§ Problem details: What is needed is an exact copy of the line with "of the car's" and all lines that follow it in the entries below, the last line included.
□ □ □
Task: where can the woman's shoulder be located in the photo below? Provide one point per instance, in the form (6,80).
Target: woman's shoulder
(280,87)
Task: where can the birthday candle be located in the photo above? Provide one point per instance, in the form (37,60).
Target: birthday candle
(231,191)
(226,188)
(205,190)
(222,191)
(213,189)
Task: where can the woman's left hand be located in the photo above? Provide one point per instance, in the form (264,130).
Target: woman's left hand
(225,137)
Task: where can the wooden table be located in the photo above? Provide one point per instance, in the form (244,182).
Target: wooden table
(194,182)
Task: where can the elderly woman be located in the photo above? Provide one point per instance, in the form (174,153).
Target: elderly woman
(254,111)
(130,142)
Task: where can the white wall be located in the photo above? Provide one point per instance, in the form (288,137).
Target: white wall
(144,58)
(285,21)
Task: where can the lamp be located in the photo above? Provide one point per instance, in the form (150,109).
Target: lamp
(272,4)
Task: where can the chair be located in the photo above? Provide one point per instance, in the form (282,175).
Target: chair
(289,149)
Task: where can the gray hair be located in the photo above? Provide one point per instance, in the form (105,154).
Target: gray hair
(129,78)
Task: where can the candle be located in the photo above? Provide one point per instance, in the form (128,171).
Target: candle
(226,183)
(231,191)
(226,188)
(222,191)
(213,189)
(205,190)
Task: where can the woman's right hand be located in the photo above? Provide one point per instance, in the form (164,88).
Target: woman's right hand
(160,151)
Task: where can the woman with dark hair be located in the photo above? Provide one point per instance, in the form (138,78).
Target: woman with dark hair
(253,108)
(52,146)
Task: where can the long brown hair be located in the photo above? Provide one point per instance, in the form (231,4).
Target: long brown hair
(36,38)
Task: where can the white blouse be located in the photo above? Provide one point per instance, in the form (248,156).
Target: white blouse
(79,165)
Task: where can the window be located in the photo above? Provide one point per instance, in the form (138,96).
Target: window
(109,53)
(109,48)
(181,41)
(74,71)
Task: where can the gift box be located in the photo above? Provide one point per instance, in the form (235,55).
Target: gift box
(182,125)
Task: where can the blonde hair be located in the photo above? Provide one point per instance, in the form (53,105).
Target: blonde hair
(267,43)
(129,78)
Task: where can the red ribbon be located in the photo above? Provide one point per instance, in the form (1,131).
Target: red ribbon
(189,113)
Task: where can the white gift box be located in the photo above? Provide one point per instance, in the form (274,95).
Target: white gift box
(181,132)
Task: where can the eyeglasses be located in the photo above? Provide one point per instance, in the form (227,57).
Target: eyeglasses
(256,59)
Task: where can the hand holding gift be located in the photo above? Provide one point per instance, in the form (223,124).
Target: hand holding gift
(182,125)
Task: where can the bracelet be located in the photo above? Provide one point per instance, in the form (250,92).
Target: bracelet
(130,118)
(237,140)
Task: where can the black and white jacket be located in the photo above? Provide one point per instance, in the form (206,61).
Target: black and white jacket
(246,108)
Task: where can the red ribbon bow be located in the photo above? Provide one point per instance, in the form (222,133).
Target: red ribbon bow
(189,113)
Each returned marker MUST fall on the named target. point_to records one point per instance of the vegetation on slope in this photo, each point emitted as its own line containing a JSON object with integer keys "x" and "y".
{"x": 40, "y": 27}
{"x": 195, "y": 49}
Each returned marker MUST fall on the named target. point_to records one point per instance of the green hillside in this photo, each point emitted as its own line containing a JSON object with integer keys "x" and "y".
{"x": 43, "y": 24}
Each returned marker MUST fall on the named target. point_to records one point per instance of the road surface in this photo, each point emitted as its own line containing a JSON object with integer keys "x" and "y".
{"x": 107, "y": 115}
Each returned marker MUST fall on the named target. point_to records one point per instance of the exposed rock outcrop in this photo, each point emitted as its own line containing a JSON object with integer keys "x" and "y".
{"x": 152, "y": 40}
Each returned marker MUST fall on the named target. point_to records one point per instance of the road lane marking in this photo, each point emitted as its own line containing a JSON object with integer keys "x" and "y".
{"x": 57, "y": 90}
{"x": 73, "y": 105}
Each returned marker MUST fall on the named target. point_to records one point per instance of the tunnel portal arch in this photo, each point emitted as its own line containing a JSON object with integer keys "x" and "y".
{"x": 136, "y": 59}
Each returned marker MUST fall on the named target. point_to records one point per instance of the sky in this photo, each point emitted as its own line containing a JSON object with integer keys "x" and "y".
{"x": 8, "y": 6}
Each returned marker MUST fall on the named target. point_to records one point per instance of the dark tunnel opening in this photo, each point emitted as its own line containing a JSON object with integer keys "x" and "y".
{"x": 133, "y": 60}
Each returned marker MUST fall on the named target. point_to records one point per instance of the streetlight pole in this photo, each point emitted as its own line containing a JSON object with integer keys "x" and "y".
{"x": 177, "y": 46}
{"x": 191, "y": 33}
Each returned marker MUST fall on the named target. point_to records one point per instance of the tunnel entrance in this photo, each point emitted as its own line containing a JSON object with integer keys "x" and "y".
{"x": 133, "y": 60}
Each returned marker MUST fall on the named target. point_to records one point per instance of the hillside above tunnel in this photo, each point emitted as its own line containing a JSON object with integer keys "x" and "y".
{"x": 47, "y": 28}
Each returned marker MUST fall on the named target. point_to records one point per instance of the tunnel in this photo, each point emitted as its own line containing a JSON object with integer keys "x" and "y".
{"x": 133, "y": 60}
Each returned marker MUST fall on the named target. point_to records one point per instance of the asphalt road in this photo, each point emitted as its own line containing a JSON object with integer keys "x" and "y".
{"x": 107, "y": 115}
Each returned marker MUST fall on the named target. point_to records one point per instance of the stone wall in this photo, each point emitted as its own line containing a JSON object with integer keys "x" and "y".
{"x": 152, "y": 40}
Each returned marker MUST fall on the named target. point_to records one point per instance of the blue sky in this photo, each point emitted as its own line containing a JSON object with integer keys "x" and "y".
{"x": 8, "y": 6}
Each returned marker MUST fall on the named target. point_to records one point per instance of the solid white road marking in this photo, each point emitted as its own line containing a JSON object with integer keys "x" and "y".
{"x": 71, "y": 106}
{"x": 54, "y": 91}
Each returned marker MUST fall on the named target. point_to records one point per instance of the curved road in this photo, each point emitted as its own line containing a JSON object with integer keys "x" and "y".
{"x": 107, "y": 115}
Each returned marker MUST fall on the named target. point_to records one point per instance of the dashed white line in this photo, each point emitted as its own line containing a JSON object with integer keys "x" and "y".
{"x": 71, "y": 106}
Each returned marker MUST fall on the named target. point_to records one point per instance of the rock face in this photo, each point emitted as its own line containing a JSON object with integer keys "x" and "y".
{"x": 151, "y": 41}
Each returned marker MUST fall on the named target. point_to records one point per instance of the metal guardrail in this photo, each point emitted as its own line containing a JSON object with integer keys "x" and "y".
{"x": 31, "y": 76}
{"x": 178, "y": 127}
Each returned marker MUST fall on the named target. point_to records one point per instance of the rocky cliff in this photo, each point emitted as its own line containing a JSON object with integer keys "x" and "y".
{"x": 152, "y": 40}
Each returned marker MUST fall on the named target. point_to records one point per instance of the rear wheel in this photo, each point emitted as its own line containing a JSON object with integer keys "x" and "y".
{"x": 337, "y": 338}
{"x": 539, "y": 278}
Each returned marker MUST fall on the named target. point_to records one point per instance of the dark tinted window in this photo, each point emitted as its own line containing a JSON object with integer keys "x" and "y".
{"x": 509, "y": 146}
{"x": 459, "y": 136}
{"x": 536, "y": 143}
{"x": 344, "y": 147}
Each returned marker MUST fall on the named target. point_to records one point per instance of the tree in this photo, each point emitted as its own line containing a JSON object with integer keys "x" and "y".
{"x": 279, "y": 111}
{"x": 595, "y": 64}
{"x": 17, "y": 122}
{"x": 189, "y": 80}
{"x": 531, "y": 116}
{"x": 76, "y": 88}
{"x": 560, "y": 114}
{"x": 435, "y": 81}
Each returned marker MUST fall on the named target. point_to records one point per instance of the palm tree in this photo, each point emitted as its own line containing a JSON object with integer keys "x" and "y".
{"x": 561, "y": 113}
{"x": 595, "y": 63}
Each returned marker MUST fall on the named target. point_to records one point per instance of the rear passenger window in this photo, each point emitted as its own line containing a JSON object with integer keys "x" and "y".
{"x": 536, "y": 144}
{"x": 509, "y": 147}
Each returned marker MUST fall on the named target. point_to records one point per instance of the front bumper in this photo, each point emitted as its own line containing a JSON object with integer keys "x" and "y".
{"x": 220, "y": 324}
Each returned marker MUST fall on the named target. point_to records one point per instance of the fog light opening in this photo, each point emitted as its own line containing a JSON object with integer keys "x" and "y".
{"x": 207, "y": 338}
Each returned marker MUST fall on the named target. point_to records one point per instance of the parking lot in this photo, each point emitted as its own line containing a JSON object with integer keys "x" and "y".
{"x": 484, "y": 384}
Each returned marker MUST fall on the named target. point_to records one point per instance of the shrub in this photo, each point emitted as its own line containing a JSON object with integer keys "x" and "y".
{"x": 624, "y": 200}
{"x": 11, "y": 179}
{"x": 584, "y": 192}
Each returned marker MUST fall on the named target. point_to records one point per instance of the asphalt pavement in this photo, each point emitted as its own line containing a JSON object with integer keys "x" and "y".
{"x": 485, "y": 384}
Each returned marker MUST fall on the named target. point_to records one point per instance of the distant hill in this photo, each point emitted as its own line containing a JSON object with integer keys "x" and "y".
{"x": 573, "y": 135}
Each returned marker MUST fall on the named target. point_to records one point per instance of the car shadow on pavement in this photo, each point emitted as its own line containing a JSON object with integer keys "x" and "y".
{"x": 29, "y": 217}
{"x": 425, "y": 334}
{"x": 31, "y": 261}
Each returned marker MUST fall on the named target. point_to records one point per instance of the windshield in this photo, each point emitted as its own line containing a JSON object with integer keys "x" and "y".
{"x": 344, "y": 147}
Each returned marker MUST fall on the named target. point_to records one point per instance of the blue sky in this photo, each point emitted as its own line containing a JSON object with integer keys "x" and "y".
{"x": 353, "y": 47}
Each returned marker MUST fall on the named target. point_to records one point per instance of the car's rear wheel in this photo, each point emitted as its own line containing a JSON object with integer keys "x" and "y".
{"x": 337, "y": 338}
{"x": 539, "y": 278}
□ □ □
§ Task result:
Each returned marker MUST fall on the named target. point_to records one point per instance of the car's rear wheel in this photo, each point emitted as its own line containing a JSON object with integer keys "x" and "y".
{"x": 337, "y": 338}
{"x": 539, "y": 278}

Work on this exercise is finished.